====== DOCUMENTO

Codice Civile art. 1809 - Restituzione.

Caterina Costabile

Restituzione.

[I]. Il comodatario è obbligato a restituire la cosa [1246 n. 2] alla scadenza del termine convenuto o, in mancanza di termine, quando se ne è servito in conformità del contratto [1810].

[II]. Se però, durante il termine convenuto o prima che il comodatario abbia cessato di servirsi della cosa, sopravviene un urgente e impreveduto bisogno al comodante, questi può esigerne la restituzione immediata.

Inquadramento

La restituzione della cosa al comodante costituisce una obbligazione fondamentale del comodatario, imposta dalla natura temporanea del rapporto.

Il caso normale è quello del termine del contratto: il comodatario è obbligato a restituire la cosa alla scadenza del termine convenuto e, in mancanza di termine, quando se ne è servito in conformità al contratto (Luminoso, 4).

Il comodatario è inoltre tenuto alla restituzione della res in caso di sopravvenienza di un urgente ed impreveduto bisogno del comodante.

La durata del comodato può risultare sia dalla espressa fissazione di un termine finale sia, implicitamente, dalla delimitazione dell'uso in vista del quale la cosa è stata prestata, nel qual caso il comodato s'intende convenuto per il tempo necessario a farne l'uso stabilito (art. 1809, comma 1).

Al fine di stabilire la durata del comodato in relazione all'uso si devono valutare, di volta in volta, le circostanze del caso concreto, come per esempio la natura della cosa data in comodato, la professione del comodatario e gli interessi e le utilità perseguite dai contraenti (Cass. III, n. 704/2006).

Laddove, nel comodato per uso determinato il giudice pronunci la risoluzione del contratto per essere sopravvenuto un grave ed impreveduto bisogno del comodante, la risoluzione produce i suoi effetti con la sentenza costitutiva, sicché fino a quel momento il comodatario potrà lecitamente detenere la cosa (Cass. III, n. 25356/2015).

Termine del contratto

L'obbligo di restituzione della res sorge fisiologicamente in capo al comodatario allo spirare del termine contrattualmente previsto.

Discussa in dottrina è la possibilità per il comodatario di restituire la cosa anche prima dello spirare del termine (in senso favorevole v. Giampiccolo, in Tr. G. S.-P., 1972, 38; contra Tamburrino, 1004).

Qualora in contratto preveda un termine per la restituzione in via indiretta attraverso l'indicazione di un uso, trascorso il termine ragionevolmente necessario secondo l'uso per l'utilizzo della cosa, questa potrà essere chiesta in restituzione (Teti, 47).

============

# OBIETTIVO INDICATO:
Per favore, fornisci il seguito del commento all'art. 1809 del Codice civile sulla restituzione della cosa nel comodato, riprendendo subito dopo l'ultima frase riportata. L'elenco seguente proviene da un'altra fonte.

====== DATI FORNITI

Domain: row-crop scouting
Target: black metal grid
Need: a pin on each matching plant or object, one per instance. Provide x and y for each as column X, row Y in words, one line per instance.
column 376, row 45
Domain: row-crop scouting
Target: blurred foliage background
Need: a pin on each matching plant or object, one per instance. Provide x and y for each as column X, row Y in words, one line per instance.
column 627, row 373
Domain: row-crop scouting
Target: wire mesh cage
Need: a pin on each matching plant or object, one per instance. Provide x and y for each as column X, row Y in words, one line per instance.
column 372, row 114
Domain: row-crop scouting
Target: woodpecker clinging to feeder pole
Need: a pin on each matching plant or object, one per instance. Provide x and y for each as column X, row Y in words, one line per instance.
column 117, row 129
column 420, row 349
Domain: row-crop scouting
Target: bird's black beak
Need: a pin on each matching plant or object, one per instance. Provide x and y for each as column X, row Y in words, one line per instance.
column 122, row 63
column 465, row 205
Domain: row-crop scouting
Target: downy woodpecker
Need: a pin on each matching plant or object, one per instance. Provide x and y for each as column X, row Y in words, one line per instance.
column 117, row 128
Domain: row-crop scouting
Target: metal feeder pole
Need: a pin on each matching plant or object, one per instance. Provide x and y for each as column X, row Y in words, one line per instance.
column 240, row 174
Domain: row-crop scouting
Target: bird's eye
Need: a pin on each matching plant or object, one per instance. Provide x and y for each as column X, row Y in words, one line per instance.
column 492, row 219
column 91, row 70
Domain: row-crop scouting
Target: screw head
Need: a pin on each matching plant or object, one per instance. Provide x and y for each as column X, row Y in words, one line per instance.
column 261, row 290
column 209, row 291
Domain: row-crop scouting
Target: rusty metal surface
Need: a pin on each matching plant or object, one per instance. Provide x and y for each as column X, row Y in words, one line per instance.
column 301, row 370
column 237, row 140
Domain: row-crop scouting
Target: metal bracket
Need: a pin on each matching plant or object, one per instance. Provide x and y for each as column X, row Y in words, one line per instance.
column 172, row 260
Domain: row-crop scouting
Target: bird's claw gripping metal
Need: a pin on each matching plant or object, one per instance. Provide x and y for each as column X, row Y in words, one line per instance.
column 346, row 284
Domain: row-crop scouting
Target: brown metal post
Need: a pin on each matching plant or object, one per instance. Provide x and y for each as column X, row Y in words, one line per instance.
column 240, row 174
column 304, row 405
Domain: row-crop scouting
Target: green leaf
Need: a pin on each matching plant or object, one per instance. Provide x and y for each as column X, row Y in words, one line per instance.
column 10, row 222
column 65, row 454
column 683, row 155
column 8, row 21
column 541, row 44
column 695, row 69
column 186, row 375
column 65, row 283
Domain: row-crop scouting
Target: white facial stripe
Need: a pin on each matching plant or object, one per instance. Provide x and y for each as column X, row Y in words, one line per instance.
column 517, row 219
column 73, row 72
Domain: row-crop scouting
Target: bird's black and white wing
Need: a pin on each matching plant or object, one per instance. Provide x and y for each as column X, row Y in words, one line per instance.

============

# RISPOSTA AL COMPITO:
Ove siano indicati sia un uso che un termine, può ritenersi che, una volta compiuto l'uso, il comodatario sia tenuto alla restituzione ancorché non sia trascorso il termine stabilito, sempre che, ovviamente, risulti che nel caso concreto le parti abbiano voluto il comodato in funzione di un uso determinato e specifico ed abbiano convenuto il termine esclusivamente allo scopo di delimitare il tempo massimo entro il quale l'uso va compiuto (Carresi, in Tr. Vas., 1957, 68; Giampiccolo, 1972, 24).

La giurisprudenza ha all'uopo evidenziato che la mancanza di un termine finale convenzionalmente determinato dalle parti non autorizza il comodante a richiedere ad nutum la restituzione della cosa, quando sia possibile ravvisare una indiretta determinazione di durata con riferimento all'uso consentito della cosa, desumibile dalla natura di essa, dalla professione del comodatario, dall'esame degli interessi e dalle utilità perseguite dai contraenti (Cass. III, n. 704/2006; Cass. III, n. 6101/2003).

La messa in mora del comodatario per la restituzione della cosa, può avvenire mediante notifica dell'atto di citazione, salve le conseguenze sull'onere delle spese del procedimento nel caso in cui il comodatario aderisca immediatamente alla domanda, consegnando o rilasciando la cosa (Cass. II, n. 5899/1987).

Proroga

È pacificamente ammessa la facoltà delle parti di prorogare il termine finale del contratto originariamente pattuito.

La giurisprudenza ha, in particolare, ritenuto ammissibile la previsione con apposita clausola della automatica estensibilità della durata del comodato per periodi successivi predeterminati, ove non intervenga un determinato atto o fatto impeditivo. In siffatta ipotesi, prorogatasi la durata originariamente fissata, il comodatario non è tenuto a restituire la cosa a semplice richiesta del comodante, dovendo la restituzione avvenire secondo i tempi e le modalità convenuti (Cass. III, n. 3497/1983).

Comodato di un immobile per tutta la vita del comodatario

Ci si è interrogati in ordine alla ammissibilità di un comodato di un immobile per tutta la vita del comodatario.

La giurisprudenza ha qualificato detta fattispecie come un contratto a termine, di cui è certo l'«an» ed incerto il «quando», posto che, con l'inserimento di un elemento accidentale per l'individuazione della precisa durata (nella specie, la massima possibile, ossia per tutta la durata della vita del beneficiario), il comodante ha limitato la possibilità di recuperare, quando voglia, la disponibilità materiale dell'immobile, rafforzando, al contempo, la posizione del comodatario, a cui viene garantito il godimento per tutto il tempo individuato. In siffatta tipologia di contratto il comodante o i suoi eredi possono sciogliersi dal vincolo negoziale soltanto nelle ipotesi di cui agli artt. 1804, comma 3, 1809 e 1811 c.c. e non liberamente come avviene nel comodato precario (Cass. III, n. 6203/2014).

È stato, inoltre, escluso che tale ipotesi integri la costituzione di un diritto di abitazione con conseguente necessità della forma scritta ad substantiam (Cass. III, n. 8548/2008).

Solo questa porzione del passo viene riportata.